▶ **Instruction**:
Rewrite every line of the listing below, replacing "Expected" with "Required" and changing nothing else. Leave the pictures out of your answer.

▶ **Dataset rows**:
----

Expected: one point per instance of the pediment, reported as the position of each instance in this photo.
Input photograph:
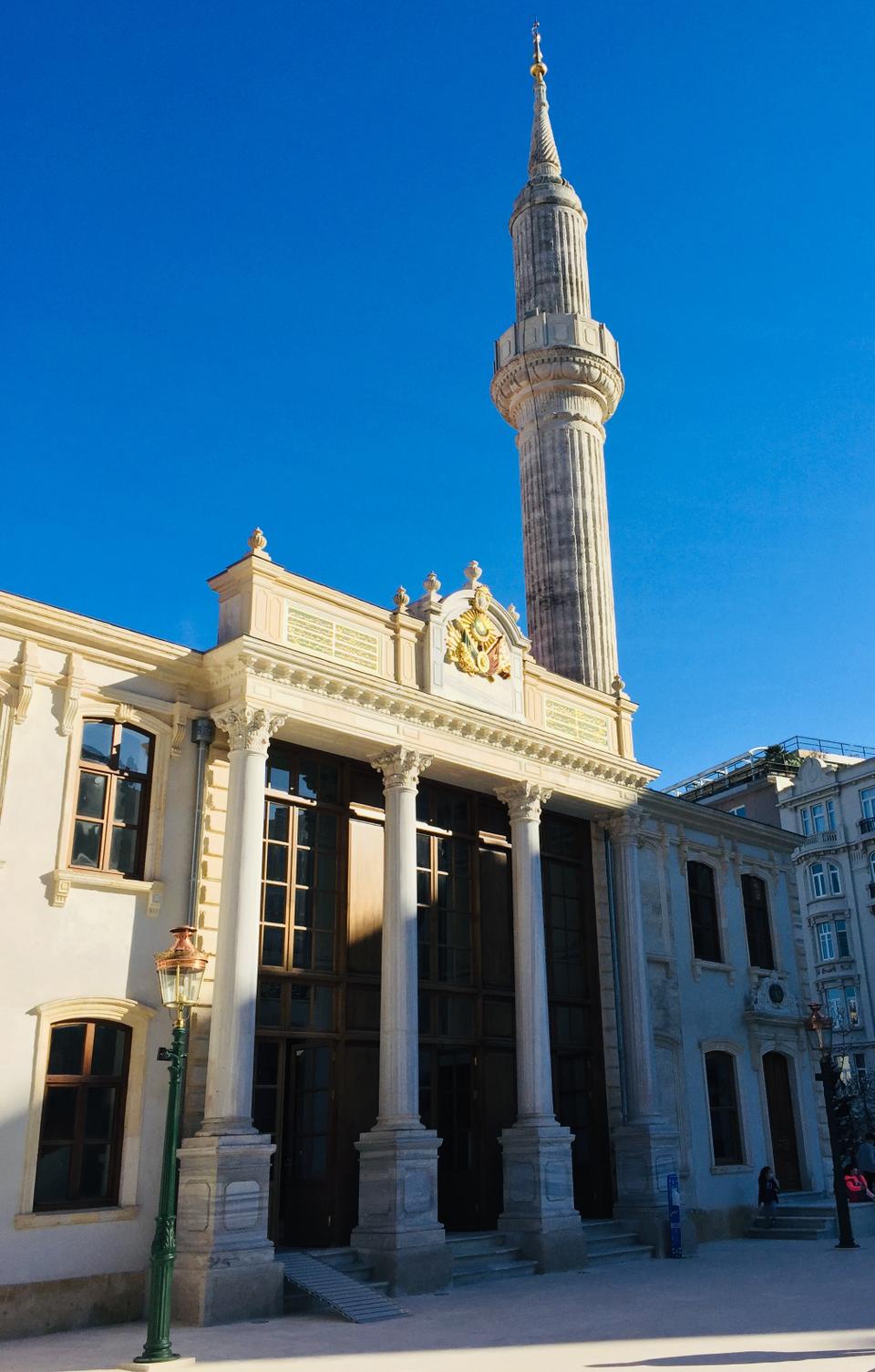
(814, 774)
(473, 646)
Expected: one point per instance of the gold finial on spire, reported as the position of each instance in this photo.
(540, 67)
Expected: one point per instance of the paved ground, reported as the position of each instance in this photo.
(746, 1305)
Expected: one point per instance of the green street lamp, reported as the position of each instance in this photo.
(820, 1029)
(180, 975)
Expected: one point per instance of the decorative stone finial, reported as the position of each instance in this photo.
(258, 543)
(543, 158)
(540, 67)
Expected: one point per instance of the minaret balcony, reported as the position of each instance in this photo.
(551, 329)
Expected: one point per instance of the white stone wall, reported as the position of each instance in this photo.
(723, 1006)
(94, 950)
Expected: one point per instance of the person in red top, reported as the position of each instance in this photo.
(856, 1187)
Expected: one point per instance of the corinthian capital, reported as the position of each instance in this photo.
(524, 799)
(401, 768)
(249, 727)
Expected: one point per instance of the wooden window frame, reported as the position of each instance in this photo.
(695, 896)
(108, 820)
(734, 1109)
(757, 910)
(83, 1081)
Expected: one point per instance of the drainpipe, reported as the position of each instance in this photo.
(614, 966)
(203, 733)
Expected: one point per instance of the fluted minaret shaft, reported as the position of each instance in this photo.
(557, 382)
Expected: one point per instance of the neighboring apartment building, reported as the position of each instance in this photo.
(822, 792)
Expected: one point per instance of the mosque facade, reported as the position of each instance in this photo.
(468, 972)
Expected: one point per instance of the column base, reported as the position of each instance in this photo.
(646, 1152)
(398, 1227)
(540, 1208)
(225, 1266)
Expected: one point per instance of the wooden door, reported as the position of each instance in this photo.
(307, 1212)
(780, 1121)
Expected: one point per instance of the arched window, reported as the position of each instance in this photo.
(726, 1133)
(757, 923)
(113, 796)
(83, 1116)
(704, 913)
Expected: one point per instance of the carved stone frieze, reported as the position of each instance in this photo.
(524, 800)
(401, 768)
(559, 368)
(249, 727)
(454, 720)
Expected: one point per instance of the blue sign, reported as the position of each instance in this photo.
(674, 1216)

----

▶ **Response**:
Required: one point per instance of the pediment, reported as the position of each instance in this photo.
Input photograph:
(814, 774)
(473, 646)
Required: one point per instance of the gold finial on spire, reported as the position of each instance in this photo.
(540, 67)
Required: one point per instance of the paved ground, reported as the position of each instance in this photo.
(746, 1305)
Required: one point per instance of the green street lamp, reported as the position of each instance in this photo.
(820, 1029)
(180, 975)
Required: one point per instance of the decorative stone finial, reported as the position of each instance in this photo.
(258, 543)
(543, 158)
(540, 67)
Required: one point per instance of the minaret balcony, reported as the position of each instance in this photo.
(551, 329)
Required: one point per instance of the white stone wall, reported as the position of each instance in this photo.
(723, 1006)
(94, 950)
Required: one point per instance of the person in red top, reported as the position of each instance in this photo.
(856, 1187)
Required: one point per instance of the corinthian capital, reported as the position of each instance in this photo.
(524, 799)
(401, 768)
(249, 727)
Required: one point per instance of the wooden window frame, reported as the position of each instance in this photo.
(695, 896)
(108, 820)
(734, 1109)
(757, 910)
(83, 1081)
Required: one point per instance of the drainpipe, reported as the position of each instance in this photo.
(614, 966)
(203, 733)
Required: one point per instance of the fluted minaret shaft, reported as the position of each instance in this photo.
(557, 382)
Required: one point per instance of the neighboring apartment building, reported as the position of each instance in this photo.
(822, 792)
Required: one point per instance of the mosque facade, reported as the position of each instance in this photo.
(468, 972)
Required: one point per instance of the column base, reported as the position of each instance in this photo.
(646, 1152)
(398, 1227)
(540, 1208)
(225, 1266)
Required: one point per instance of the wooden door, reported as the position of each instance in this photo.
(307, 1212)
(780, 1121)
Required: one point per instance of the arched window, reported as the position of each instance in this photo.
(726, 1133)
(757, 923)
(113, 796)
(83, 1116)
(704, 913)
Required: one point per instance of the carved stone frieze, reported as the position of each instance in this photo.
(524, 800)
(401, 768)
(559, 368)
(249, 727)
(454, 720)
Required: one point per instance of the blue sign, reported as the position of each instance in this photo.
(674, 1216)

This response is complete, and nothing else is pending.